"""

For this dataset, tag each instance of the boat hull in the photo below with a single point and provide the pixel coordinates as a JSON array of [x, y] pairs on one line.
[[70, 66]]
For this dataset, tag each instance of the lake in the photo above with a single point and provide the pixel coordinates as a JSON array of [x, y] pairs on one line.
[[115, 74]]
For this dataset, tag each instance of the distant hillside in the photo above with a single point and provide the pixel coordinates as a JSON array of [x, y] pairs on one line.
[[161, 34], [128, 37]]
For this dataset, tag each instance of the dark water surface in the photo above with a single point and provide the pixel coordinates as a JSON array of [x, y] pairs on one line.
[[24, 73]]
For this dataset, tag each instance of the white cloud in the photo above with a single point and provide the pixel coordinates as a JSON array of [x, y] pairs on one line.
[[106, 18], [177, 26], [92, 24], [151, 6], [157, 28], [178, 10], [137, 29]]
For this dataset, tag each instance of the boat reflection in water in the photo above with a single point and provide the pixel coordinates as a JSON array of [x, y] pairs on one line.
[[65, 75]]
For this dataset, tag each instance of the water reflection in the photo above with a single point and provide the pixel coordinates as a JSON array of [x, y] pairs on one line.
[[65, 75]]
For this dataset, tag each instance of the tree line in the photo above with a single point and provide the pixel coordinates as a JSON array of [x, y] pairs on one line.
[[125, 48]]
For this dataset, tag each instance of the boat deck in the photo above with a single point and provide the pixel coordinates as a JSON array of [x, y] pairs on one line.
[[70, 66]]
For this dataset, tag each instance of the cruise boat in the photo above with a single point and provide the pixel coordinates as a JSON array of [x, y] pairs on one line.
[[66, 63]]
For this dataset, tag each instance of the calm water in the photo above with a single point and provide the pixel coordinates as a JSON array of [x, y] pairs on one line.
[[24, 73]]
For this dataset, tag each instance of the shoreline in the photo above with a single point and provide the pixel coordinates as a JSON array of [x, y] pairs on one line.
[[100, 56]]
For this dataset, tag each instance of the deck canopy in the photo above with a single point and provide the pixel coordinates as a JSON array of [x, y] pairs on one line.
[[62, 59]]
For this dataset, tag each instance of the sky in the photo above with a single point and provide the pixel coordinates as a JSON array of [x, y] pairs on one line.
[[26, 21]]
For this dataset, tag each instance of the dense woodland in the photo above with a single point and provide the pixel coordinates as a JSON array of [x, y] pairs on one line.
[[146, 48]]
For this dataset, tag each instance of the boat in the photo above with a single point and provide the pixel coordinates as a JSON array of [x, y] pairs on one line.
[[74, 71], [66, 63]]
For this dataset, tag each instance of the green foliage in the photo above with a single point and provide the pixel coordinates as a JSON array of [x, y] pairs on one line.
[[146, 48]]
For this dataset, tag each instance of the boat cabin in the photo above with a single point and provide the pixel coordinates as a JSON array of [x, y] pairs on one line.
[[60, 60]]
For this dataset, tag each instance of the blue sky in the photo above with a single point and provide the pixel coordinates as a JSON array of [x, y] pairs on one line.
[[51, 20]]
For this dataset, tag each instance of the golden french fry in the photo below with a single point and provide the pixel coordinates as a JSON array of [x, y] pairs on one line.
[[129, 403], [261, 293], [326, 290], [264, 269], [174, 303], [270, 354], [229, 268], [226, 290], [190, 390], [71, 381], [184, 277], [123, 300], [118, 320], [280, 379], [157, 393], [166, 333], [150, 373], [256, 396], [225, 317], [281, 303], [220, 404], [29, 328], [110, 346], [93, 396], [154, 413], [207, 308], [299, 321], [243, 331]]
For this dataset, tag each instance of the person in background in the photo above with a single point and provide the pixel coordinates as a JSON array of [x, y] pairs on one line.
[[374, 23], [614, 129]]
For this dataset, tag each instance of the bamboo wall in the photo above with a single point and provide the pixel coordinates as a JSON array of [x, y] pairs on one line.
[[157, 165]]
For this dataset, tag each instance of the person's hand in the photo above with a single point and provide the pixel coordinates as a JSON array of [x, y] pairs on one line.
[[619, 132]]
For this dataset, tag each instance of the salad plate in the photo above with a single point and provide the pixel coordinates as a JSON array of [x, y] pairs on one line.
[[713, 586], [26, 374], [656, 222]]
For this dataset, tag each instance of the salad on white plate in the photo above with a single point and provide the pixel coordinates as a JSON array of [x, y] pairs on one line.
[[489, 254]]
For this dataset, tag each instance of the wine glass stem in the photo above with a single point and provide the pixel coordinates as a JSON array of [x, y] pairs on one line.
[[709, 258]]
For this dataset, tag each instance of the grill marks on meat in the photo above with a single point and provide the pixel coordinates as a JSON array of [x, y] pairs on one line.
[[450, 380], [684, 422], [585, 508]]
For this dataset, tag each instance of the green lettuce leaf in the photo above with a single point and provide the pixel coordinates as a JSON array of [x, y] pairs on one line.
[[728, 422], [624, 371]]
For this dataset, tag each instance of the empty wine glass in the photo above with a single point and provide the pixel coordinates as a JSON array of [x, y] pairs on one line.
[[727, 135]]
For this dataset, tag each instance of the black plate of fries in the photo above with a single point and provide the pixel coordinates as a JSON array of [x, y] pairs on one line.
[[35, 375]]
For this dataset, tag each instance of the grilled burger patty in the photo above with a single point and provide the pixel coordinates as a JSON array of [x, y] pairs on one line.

"""

DESCRIPTION OF THE TASK
Please restate every record above word for word.

EXPECTED ANSWER
For this dataset, tag each instance of the boat hull in the photo below with a single point and provide the pixel coordinates as a JSON array of [x, y] pairs on one line.
[[70, 66]]
For this dataset, tag each instance of the lake in the photo above with a single point and provide the pixel coordinates as a JSON array of [x, y] pairs on one line.
[[115, 74]]
For this dataset, tag each instance of the distant hillside in the photo above with a single point and provide the pixel coordinates as a JSON array of [x, y] pairs on one line.
[[161, 34], [128, 37]]
For this dataset, tag each instance of the dark water surface in the photo above with a single point and provide the pixel coordinates as a JSON array of [x, y] pairs on one line.
[[24, 73]]
For this dataset, tag each instance of the white cloud in the photo above with a single point and provide the pixel coordinates as a JSON array of [x, y] pairs on one line.
[[106, 18], [177, 26], [92, 24], [151, 6], [157, 28], [178, 10], [137, 29]]
For this dataset, tag each instance of the boat reflection in water in the photo above with a single point and provide the pixel coordinates as a JSON array of [x, y] pairs on one line.
[[65, 75]]
For this dataset, tag each instance of the water reflection in the photo above with a single point and provide the pixel coordinates as a JSON array of [x, y] pairs on one line.
[[65, 75]]
For this dataset, tag each instance of the tree line in the photo above with a single point and provide the pixel coordinates as a JSON array of [x, y] pairs on one line.
[[125, 48]]
For this dataset, tag each instance of the boat deck in the photo above with a single point and provide the pixel coordinates as a JSON array of [x, y] pairs on one line.
[[70, 66]]
For this dataset, tag each instance of the cruise boat in the photo above with a single point and provide the pixel coordinates as a JSON array of [x, y] pairs on one line.
[[66, 63]]
For this dataset, tag each instance of the calm water in the photo above with a single point and provide the pixel coordinates as a JSON array of [x, y] pairs on one line.
[[24, 73]]
For this dataset, tag each instance of the shoreline in the photo above with a single point and provide the pixel coordinates as a JSON array of [x, y] pairs on one line.
[[100, 56]]
For this dataset, tag each instance of the deck canopy in the photo above with a single point and provide the pixel coordinates as a JSON array of [x, y] pairs on one line.
[[62, 59]]
For this dataset, tag each instance of the sky in the photo above with a single point and provide the pixel coordinates as a JSON array of [x, y] pairs on one line.
[[26, 21]]
For this dataset, tag each instance of the dense woodland in the photo above with a single point and provide the pixel coordinates as a JSON array of [x, y] pairs on one line.
[[146, 48]]
For this dataset, tag each instance of the boat in the photo above with a single point and provide the pixel coordinates as a JSON array of [x, y] pairs on one line.
[[74, 71], [66, 63]]
For this dataset, tag each instance of the green foliage in the photo above with a single point and provide the pixel coordinates as a JSON array of [x, y] pairs on one line.
[[146, 48]]
For this dataset, tag each instance of the boat cabin in the photo above with a single point and provide the pixel coordinates as a JSON array of [x, y] pairs on one line.
[[60, 60]]
For this dataset, tag each instance of the blue sky in the photo above with a single point and provide the pixel coordinates as a JSON array of [x, y] pairs on one line.
[[51, 20]]
For this dataset, tag each instance of the golden french fry in the photo below with a single point and provide the pixel coordinates as a JSON array of [x, y] pairs on one line.
[[129, 403], [261, 293], [326, 290], [264, 269], [174, 303], [270, 354], [229, 268], [226, 290], [190, 390], [71, 381], [184, 277], [123, 300], [118, 320], [280, 379], [157, 393], [166, 333], [150, 373], [256, 396], [225, 317], [281, 303], [220, 404], [29, 328], [110, 346], [93, 396], [154, 413], [207, 308], [299, 321], [243, 331]]
For this dataset, tag each instance of the person in background in the photo above with a single point and provide the pixel coordinates as a JSON array of [x, y] pairs on one line.
[[374, 23], [614, 129]]
For this dataset, tag each instance of the bamboo wall in the photo above with a single point and provide the pixel coordinates as a JSON array of [x, y] pairs on one line.
[[157, 165]]
For this dataset, tag each instance of the person's hand in the photo above with a single point and provide the pixel coordinates as a JSON array of [x, y] pairs on one line.
[[619, 132]]
For this dataset, tag each instance of the salad plate in the photo above with a single point and provide the pixel coordinates as a JSON array of [x, y] pairs on one line.
[[713, 586], [26, 374], [656, 222]]
For this dataset, tag each instance of the salad on white plate in the photo above with a single point and provide the pixel coordinates as a JSON array of [x, y] pairs on one line.
[[489, 254]]
For this dataset, tag each instance of the wine glass stem in the photo above with a single point and provide the pixel coordinates as a JSON array of [x, y] pairs on one line.
[[709, 258]]
For this dataset, tag each instance of the grill marks on meat in the photo above with a single point and provide the pixel coordinates as a JSON array of [x, y] pairs on one line.
[[450, 380], [684, 422], [585, 508]]
For this dataset, tag each instance of the green lettuce leaf in the photo above with a single point and provide the pixel coordinates as a JSON array of [x, y] pairs on one line.
[[728, 422], [624, 371]]
For this dataset, tag each instance of the empty wine glass in the photo above with a single point and provide the pixel coordinates as a JSON array of [x, y] pairs on one line.
[[727, 135]]
For this dataset, tag each instance of the black plate of fries in the photo above with a single point and provide the pixel coordinates as a JSON array of [x, y] pairs on one line.
[[35, 375]]
For this dataset, tag each instance of the grilled burger patty in the photo above with a single point and provide the pixel coordinates as a JSON array of [x, y] pairs on one line.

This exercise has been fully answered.